SÉRIE DE TÂCHES:
1. Recopiez mot pour mot le passage du texte fourni qui va de "Votre foie n'a" à "elles en redemandent.".
2. Pour chaque affirmation, répondez par oui ou non selon le texte fourni et citez textuellement les mots qui tranchent. (a) En janvier, on remplace la laitue boston d'hiver par l'escarole et l'endive. (b) Les tablettes de chocolat noir citées sont à 70 %. (c) Nos papilles réclament de moins en moins d'amertume.

TEXTE FOURNI:
⁂

En janvier, on troque la triste laitue boston d'hiver contre l'escarole et l'endive; les choux à la crème contre des tablettes de chocolat noir à 85%; les arachides sucrées-salées contre un beurre de noix de Grenoble. Rien de tel que l'amertume pour rincer le palais, gâter son système digestif et se remettre à neuf!

Votre foie n'a peut-être plus envie d'entendre parler de boisson, mais sachez que c'est notamment grâce aux liquides que l'amertume est au goût du jour. En Amérique, l'engouement pour les bières de microbrasserie très houblonnées, pour les cocktails à l'ancienne avec du vermouth et des amers, pour le chocolat «de la fève à la tablette» de plus en plus noir, entre autres choses, a permis à nos papilles d'apprivoiser et d'apprécier l'amertume. De plus en plus, elles en redemandent.

⁂

Libellés des points d'objets:
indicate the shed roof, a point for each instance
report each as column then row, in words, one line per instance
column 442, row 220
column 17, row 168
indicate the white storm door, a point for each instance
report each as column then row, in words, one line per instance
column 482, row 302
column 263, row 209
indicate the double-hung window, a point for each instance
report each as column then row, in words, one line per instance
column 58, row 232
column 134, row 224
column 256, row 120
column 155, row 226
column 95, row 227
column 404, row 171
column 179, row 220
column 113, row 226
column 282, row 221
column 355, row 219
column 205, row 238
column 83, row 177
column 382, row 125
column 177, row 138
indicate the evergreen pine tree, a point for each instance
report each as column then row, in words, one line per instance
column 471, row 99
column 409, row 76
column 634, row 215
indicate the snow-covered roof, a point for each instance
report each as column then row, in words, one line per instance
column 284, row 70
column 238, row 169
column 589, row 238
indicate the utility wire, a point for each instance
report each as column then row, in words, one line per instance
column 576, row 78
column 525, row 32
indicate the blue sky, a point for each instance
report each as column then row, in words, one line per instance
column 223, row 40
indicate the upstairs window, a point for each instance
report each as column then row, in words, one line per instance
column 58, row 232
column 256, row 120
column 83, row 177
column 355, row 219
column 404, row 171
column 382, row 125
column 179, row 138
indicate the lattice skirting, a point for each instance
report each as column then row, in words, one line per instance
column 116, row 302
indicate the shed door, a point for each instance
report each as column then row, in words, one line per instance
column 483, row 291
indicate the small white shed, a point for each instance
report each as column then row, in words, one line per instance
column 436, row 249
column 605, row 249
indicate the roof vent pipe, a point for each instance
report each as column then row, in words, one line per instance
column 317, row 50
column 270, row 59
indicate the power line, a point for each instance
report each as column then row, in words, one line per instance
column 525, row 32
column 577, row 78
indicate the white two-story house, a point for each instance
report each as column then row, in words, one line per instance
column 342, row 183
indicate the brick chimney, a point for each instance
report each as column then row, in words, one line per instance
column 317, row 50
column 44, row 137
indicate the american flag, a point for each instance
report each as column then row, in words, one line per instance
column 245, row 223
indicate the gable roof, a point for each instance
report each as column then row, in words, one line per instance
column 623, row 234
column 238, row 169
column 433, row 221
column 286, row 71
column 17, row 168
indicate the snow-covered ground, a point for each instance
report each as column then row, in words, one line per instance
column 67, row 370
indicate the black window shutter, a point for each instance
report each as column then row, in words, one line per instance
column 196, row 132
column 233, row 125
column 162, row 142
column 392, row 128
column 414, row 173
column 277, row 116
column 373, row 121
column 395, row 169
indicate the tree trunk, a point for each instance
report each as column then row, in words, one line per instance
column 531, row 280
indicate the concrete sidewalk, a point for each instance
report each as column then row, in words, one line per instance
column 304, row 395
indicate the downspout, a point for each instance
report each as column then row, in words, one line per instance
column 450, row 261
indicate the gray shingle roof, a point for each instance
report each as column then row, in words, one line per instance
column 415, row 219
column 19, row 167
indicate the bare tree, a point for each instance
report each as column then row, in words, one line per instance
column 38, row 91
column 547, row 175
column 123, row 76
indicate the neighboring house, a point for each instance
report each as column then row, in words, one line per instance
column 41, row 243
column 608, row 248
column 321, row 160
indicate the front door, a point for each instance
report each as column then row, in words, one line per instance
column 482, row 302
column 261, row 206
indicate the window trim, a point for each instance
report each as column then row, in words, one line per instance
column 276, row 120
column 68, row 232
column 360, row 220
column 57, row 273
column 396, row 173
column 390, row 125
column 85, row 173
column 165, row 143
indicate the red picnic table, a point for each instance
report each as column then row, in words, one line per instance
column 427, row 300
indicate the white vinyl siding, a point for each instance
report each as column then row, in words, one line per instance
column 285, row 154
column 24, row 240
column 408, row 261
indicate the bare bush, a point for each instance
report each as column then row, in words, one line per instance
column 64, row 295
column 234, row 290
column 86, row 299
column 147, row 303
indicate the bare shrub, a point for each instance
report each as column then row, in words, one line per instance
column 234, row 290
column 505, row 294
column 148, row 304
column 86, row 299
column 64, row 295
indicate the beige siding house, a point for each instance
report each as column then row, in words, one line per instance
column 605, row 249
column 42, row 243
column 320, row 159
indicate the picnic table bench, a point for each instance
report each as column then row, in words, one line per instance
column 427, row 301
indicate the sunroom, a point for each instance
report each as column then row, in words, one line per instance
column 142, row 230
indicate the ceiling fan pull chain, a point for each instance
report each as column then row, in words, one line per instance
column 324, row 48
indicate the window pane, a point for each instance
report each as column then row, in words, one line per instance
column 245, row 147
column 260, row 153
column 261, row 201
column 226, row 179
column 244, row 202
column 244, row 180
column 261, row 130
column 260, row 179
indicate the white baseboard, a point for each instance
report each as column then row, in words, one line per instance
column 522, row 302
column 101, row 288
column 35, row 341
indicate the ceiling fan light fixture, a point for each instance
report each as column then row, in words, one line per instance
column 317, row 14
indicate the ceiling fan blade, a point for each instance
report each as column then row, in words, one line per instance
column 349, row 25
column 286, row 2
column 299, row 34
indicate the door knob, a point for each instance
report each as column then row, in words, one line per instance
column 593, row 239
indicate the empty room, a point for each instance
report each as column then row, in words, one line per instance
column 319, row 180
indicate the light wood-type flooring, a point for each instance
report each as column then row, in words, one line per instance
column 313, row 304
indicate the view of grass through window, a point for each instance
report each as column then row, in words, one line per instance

⁂

RÉPONSES DE L'EXERCICE:
1.
Votre foie n'a peut-être plus envie d'entendre parler de boisson, mais sachez que c'est notamment grâce aux liquides que l'amertume est au goût du jour. En Amérique, l'engouement pour les bières de microbrasserie très houblonnées, pour les cocktails à l'ancienne avec du vermouth et des amers, pour le chocolat «de la fève à la tablette» de plus en plus noir, entre autres choses, a permis à nos papilles d'apprivoiser et d'apprécier l'amertume. De plus en plus, elles en redemandent.

2.
(a) Oui : « on troque la triste laitue boston d'hiver contre l'escarole et l'endive ».
(b) Non : « des tablettes de chocolat noir à 85% ».
(c) Non : « De plus en plus, elles en redemandent. »